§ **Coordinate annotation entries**
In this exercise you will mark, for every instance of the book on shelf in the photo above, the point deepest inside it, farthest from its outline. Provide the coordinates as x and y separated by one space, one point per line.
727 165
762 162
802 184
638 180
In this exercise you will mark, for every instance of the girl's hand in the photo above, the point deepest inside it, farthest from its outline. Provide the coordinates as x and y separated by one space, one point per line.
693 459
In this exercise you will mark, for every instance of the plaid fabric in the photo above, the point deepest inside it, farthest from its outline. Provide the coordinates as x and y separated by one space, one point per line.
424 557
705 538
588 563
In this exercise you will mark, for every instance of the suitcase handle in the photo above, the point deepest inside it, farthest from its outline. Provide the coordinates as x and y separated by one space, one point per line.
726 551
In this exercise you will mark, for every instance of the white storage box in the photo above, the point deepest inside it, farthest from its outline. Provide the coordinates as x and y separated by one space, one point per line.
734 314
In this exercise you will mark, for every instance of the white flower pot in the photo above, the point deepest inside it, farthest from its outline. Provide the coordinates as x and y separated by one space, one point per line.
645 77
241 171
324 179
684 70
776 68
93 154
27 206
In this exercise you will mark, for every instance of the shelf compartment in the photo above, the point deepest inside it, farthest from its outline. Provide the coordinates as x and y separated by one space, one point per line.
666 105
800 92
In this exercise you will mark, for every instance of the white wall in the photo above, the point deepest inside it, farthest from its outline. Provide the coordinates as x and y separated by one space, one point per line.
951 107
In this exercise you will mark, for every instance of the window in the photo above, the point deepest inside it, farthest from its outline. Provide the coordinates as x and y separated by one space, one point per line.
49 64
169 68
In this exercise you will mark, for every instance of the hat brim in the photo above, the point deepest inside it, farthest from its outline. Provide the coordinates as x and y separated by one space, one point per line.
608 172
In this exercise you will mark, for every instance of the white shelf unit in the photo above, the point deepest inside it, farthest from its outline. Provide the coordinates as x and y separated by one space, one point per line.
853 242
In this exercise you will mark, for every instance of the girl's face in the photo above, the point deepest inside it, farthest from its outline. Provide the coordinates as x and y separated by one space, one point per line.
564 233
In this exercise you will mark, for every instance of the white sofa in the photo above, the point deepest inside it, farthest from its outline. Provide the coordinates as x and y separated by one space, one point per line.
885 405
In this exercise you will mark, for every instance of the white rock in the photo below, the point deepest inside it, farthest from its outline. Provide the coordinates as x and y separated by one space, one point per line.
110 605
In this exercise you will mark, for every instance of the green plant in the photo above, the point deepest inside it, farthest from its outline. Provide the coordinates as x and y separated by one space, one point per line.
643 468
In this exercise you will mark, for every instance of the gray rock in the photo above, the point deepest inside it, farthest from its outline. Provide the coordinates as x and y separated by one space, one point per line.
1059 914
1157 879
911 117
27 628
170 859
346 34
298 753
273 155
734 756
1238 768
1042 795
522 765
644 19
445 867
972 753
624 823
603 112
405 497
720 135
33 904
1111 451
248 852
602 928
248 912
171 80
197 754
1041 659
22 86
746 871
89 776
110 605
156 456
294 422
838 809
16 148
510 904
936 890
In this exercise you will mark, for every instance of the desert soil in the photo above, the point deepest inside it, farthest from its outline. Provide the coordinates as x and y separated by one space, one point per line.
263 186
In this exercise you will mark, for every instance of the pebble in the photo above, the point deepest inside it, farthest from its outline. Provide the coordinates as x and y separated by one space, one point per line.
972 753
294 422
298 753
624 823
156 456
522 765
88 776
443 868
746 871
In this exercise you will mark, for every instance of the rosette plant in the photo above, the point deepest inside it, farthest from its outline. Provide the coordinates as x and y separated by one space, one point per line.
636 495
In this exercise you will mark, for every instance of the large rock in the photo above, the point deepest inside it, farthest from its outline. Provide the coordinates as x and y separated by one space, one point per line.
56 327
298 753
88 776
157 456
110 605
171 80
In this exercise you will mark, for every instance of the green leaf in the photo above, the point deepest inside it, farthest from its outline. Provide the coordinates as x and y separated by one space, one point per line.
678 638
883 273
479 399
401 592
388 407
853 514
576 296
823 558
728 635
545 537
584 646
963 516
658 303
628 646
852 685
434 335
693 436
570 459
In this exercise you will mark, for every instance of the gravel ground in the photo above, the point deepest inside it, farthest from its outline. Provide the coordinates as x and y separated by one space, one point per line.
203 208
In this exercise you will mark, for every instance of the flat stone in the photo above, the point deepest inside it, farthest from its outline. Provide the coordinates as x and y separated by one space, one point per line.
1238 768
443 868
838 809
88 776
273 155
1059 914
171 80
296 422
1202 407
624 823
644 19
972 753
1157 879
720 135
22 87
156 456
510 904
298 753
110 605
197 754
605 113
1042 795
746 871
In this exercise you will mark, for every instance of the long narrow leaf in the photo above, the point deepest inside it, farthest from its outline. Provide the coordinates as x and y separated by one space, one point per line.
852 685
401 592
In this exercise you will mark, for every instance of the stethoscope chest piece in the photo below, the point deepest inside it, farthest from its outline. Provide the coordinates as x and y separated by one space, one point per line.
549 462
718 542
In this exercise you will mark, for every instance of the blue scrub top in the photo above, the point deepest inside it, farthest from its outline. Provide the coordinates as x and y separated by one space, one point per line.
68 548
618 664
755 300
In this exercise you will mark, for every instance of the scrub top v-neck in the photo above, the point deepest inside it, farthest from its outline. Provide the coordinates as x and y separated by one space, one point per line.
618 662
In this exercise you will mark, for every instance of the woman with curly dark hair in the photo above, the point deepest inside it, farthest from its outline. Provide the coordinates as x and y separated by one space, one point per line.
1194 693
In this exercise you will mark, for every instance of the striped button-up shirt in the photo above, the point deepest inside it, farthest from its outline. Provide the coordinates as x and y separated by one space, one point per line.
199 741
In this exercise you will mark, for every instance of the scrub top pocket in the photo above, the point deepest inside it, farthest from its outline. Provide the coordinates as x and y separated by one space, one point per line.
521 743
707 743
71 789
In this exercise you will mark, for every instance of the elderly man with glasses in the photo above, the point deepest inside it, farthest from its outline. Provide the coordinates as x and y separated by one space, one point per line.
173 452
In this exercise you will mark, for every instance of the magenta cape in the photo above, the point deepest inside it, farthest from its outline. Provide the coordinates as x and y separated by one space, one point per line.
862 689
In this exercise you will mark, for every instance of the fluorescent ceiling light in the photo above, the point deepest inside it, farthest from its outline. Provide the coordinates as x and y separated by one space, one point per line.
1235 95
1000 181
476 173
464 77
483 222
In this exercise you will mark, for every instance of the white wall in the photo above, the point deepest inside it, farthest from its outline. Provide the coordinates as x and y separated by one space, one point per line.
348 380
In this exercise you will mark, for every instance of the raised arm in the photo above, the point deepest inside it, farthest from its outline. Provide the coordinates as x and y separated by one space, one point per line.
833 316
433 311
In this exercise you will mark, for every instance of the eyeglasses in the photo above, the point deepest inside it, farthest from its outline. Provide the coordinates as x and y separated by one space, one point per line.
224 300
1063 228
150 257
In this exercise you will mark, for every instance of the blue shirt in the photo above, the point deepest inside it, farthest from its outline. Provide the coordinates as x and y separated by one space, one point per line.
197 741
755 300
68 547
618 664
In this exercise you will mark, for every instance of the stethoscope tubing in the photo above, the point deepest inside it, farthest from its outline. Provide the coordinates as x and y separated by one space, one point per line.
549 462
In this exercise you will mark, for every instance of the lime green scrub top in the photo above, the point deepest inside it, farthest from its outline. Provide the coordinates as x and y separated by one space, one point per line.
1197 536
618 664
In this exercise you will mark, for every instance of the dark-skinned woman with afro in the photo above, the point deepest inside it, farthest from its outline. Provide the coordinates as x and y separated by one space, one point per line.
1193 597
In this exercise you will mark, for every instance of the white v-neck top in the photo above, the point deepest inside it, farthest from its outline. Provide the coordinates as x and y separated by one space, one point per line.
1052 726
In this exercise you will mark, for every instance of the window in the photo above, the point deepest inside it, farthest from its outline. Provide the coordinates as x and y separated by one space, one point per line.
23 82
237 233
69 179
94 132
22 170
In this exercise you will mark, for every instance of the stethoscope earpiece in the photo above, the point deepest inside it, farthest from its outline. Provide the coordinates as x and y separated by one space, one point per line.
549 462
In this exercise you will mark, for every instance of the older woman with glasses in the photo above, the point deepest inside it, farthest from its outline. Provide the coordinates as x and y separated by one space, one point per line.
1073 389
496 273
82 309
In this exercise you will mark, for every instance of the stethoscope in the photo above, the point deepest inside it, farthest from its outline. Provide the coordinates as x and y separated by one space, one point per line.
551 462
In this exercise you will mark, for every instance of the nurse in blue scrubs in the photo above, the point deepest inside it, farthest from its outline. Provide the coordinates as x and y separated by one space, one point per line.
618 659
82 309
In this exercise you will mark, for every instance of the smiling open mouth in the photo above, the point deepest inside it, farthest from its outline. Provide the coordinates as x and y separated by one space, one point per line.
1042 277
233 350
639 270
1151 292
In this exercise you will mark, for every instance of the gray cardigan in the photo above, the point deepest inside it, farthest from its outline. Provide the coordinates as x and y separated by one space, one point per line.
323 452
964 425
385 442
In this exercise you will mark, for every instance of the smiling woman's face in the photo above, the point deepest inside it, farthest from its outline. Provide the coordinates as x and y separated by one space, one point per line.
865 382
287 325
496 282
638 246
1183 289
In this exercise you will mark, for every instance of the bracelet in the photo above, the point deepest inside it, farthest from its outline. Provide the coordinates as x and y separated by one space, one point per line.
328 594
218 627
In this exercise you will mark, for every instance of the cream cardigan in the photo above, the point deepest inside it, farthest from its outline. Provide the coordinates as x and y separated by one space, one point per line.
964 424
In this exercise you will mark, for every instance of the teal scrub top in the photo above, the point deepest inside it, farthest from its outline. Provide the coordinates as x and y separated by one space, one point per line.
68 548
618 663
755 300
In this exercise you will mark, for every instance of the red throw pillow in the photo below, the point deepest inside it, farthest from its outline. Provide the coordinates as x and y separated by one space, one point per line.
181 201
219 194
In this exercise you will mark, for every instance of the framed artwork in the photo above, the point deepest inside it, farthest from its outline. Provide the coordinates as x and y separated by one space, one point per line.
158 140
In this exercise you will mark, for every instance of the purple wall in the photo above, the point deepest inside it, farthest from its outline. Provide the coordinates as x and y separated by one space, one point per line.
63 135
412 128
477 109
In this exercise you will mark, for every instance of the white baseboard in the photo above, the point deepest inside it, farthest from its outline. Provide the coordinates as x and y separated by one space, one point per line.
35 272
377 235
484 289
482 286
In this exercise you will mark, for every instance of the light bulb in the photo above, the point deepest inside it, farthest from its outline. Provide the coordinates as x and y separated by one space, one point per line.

§ **DESCRIPTION OF THE TASK**
Extract the lines above from the one containing "of the framed" to the last line, both included, exactly as written.

§ **ANSWER TO THIS EXERCISE**
In this exercise you will mark, for every instance of the framed artwork in the photo above, the point deepest inside it, farthest from its outline. Provide the coordinates as x and y separated by one space, one point per line.
158 140
In this exercise you will mark, for every instance of the purple wall in the photo above, the point deepest inside it, farthest from its outline. Provide the coordinates as x and y separated by one space, one point per line.
63 135
412 128
477 109
In this exercise you will mark, for every instance of the white baseboard in the photo above, the point deepest inside it, farthest from its outline. Provide the coordinates as x and y separated by one space, one point per line.
35 272
377 235
484 289
482 286
In this exercise you will mark, for every instance of the light bulb in the photo above, the point deepest inside it, farthest from its outline. Provide the coordinates as x and y separated by one space, one point per line.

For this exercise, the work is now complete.